Among the records that follow, set down only the lines from the one containing "Query: light glare on wall" to the one containing "-- a row prints like pixel 171 125", both included, exactly.

Saved data entries
────────────────

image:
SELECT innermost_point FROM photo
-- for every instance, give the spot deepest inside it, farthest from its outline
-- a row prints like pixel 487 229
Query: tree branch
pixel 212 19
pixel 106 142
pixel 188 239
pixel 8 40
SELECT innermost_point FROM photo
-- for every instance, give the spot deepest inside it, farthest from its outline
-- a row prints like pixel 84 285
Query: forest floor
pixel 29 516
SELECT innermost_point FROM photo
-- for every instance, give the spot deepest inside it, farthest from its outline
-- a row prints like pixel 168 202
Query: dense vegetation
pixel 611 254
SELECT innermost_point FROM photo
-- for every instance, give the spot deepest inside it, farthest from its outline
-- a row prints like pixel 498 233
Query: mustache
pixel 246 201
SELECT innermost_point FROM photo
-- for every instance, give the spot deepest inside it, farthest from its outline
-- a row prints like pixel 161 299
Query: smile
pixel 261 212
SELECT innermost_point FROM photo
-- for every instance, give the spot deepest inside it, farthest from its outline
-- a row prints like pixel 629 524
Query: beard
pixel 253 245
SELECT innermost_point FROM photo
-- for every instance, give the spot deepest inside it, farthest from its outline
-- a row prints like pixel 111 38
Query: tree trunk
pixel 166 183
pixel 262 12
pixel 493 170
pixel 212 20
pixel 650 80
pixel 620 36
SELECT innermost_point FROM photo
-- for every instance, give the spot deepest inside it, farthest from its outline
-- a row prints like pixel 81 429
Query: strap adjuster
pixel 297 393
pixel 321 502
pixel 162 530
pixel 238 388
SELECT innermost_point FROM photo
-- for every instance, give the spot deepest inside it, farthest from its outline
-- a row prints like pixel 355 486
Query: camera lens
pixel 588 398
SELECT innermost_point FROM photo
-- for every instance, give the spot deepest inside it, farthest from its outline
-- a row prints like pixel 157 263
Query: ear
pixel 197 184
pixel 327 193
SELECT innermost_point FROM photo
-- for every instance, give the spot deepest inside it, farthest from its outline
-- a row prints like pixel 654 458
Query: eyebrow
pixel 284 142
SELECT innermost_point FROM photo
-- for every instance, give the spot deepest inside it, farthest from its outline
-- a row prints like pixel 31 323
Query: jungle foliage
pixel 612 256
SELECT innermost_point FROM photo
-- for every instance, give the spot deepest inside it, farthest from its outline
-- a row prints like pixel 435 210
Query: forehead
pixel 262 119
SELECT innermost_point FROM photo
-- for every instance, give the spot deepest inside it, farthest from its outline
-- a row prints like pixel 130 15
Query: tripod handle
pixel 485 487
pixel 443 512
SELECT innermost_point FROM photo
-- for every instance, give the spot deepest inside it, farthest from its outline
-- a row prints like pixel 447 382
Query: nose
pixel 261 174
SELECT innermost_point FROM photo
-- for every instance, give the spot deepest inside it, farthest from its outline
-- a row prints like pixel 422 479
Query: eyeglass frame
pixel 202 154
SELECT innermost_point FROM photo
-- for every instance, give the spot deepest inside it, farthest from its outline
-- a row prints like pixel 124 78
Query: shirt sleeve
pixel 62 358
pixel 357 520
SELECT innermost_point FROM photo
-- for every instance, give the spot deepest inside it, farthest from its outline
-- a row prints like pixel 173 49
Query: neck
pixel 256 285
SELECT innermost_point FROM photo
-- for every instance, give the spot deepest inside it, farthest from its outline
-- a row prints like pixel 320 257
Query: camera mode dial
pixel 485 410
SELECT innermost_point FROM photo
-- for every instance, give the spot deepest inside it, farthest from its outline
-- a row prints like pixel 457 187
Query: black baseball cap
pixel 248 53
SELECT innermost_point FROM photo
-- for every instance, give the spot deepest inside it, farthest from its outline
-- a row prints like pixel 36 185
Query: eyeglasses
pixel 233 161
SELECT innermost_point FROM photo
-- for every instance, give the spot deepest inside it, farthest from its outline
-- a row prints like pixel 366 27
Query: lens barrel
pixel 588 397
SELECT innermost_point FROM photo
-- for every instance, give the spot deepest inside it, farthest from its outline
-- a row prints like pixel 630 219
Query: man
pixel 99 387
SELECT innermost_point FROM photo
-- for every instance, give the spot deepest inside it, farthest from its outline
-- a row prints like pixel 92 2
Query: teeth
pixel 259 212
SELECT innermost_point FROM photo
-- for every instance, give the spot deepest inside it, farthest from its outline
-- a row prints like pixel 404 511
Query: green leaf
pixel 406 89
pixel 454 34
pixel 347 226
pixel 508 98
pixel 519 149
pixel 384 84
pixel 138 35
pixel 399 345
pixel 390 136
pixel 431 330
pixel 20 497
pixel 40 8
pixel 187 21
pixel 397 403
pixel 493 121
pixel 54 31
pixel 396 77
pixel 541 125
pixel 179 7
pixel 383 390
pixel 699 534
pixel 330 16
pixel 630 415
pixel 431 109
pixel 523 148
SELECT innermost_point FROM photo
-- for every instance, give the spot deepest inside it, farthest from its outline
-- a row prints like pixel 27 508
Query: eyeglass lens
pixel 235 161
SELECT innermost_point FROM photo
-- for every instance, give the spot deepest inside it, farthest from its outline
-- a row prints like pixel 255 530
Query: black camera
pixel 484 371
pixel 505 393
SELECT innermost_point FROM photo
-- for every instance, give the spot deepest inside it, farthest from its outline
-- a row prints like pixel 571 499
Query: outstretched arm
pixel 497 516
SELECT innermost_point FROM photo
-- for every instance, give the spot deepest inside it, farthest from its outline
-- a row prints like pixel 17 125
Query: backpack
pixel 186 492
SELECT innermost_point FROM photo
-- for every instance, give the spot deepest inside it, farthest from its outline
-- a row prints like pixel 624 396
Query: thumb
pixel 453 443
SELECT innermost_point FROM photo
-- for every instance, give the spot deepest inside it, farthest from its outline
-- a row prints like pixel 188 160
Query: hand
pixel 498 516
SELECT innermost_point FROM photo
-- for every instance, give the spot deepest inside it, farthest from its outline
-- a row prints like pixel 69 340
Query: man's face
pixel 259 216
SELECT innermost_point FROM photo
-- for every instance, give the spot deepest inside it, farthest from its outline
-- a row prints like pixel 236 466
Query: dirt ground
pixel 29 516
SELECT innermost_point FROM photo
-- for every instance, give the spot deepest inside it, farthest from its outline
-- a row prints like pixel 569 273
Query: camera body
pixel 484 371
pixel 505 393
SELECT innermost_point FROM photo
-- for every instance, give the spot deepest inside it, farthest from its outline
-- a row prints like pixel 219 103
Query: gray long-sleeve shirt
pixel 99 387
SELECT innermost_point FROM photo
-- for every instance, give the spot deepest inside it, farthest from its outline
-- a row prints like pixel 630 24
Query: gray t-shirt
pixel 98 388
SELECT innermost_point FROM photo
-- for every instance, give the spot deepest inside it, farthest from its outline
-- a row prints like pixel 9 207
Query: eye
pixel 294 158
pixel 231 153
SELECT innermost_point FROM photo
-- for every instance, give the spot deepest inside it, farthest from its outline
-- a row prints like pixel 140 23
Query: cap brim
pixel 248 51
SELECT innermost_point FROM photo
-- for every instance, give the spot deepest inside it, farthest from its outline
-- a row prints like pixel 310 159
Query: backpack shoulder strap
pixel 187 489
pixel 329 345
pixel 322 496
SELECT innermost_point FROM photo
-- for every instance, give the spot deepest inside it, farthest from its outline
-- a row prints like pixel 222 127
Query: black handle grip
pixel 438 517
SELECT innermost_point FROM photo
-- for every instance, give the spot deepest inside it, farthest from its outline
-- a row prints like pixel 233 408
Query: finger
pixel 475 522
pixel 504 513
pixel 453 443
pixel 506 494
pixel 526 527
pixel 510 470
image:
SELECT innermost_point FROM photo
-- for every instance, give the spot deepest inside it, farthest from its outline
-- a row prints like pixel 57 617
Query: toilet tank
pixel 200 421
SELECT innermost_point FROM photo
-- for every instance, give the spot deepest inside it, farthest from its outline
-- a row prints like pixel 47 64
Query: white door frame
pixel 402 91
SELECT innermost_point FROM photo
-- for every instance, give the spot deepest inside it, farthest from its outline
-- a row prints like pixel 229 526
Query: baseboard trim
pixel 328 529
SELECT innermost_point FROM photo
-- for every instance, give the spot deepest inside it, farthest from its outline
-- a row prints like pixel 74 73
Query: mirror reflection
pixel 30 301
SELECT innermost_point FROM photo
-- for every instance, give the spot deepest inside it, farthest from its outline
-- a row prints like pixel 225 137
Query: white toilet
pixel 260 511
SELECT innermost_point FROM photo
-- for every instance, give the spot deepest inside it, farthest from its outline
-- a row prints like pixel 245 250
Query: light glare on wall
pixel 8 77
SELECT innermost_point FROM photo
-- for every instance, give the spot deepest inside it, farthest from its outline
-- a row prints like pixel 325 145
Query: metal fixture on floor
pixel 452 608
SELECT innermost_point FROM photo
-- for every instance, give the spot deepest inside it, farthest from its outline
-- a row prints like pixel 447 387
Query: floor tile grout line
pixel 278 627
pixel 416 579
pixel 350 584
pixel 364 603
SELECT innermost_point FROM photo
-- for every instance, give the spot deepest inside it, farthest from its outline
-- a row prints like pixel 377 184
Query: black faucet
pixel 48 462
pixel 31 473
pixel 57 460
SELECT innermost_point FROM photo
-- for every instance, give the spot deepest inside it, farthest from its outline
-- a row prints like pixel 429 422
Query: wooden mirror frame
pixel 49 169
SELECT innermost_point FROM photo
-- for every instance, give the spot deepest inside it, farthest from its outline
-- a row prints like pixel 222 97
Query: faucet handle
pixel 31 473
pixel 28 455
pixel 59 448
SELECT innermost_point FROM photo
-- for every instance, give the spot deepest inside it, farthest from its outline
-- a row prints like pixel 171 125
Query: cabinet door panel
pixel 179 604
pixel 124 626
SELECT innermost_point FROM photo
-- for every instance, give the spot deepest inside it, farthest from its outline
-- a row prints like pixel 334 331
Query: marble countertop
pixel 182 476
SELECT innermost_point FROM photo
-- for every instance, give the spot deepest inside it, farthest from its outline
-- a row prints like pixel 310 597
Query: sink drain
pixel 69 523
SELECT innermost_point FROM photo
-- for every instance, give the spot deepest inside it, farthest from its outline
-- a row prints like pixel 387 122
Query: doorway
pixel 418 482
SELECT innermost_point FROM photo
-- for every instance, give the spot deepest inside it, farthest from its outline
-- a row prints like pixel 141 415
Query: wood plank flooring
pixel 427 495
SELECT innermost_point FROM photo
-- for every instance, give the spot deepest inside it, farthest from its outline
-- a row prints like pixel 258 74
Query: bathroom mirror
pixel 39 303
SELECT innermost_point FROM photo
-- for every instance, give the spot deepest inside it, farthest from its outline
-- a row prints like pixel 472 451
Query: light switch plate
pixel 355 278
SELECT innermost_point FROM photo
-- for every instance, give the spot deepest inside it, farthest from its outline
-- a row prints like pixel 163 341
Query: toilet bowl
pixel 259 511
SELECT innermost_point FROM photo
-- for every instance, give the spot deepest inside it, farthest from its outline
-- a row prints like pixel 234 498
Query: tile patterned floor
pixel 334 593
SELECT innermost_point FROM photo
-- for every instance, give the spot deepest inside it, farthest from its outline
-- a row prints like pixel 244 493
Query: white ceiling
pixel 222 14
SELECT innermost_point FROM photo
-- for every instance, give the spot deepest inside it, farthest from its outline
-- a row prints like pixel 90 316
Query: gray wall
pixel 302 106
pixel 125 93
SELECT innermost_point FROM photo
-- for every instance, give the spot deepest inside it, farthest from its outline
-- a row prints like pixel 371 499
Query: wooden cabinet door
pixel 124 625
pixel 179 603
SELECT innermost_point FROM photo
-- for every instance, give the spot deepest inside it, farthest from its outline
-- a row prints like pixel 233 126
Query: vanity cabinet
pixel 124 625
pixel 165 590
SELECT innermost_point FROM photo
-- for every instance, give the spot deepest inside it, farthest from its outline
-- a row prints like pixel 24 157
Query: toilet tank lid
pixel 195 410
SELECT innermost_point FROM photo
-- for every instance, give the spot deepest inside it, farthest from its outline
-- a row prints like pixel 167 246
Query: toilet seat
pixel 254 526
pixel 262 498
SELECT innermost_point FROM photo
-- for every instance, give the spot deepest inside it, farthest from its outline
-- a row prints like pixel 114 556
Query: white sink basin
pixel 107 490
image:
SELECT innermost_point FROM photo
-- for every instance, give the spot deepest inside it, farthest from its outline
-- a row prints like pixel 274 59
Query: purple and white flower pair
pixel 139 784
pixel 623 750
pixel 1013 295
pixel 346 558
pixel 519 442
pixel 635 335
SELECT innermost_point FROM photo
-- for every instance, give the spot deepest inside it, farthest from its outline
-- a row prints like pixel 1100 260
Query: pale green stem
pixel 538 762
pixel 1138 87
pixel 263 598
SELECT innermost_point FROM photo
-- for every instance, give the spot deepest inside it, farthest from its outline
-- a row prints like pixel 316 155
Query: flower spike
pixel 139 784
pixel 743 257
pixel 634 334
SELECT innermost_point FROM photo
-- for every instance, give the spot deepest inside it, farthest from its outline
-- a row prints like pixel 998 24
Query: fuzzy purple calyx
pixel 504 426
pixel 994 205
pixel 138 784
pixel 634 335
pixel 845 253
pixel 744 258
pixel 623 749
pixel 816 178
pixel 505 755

────────────────

__Solution to the exercise__
Query: light glare on wall
pixel 8 77
SELECT innermost_point FROM photo
-- for every instance, give the spot deepest inside it, farthest from its outline
-- a row prints like pixel 325 145
Query: metal fixture on floor
pixel 452 608
SELECT innermost_point FROM photo
-- for every instance, give the spot deepest inside it, farthest from its outline
-- a row prints like pixel 447 387
Query: floor tile grout line
pixel 278 627
pixel 416 579
pixel 350 584
pixel 364 603
SELECT innermost_point FROM photo
-- for every instance, give the spot deepest inside it, farthest from its outline
-- a row prints like pixel 377 184
Query: black faucet
pixel 48 462
pixel 31 473
pixel 57 460
SELECT innermost_point FROM photo
-- for every instance, give the spot deepest inside it, farthest from its outline
-- a row prints like pixel 429 422
Query: wooden mirror frame
pixel 49 169
SELECT innermost_point FROM photo
-- for every instance, give the spot deepest inside it, farthest from its outline
-- a row prints like pixel 222 97
Query: faucet handle
pixel 31 473
pixel 28 455
pixel 59 448
SELECT innermost_point FROM photo
-- for every instance, give the spot deepest inside it, farthest from its outline
-- a row prints like pixel 171 125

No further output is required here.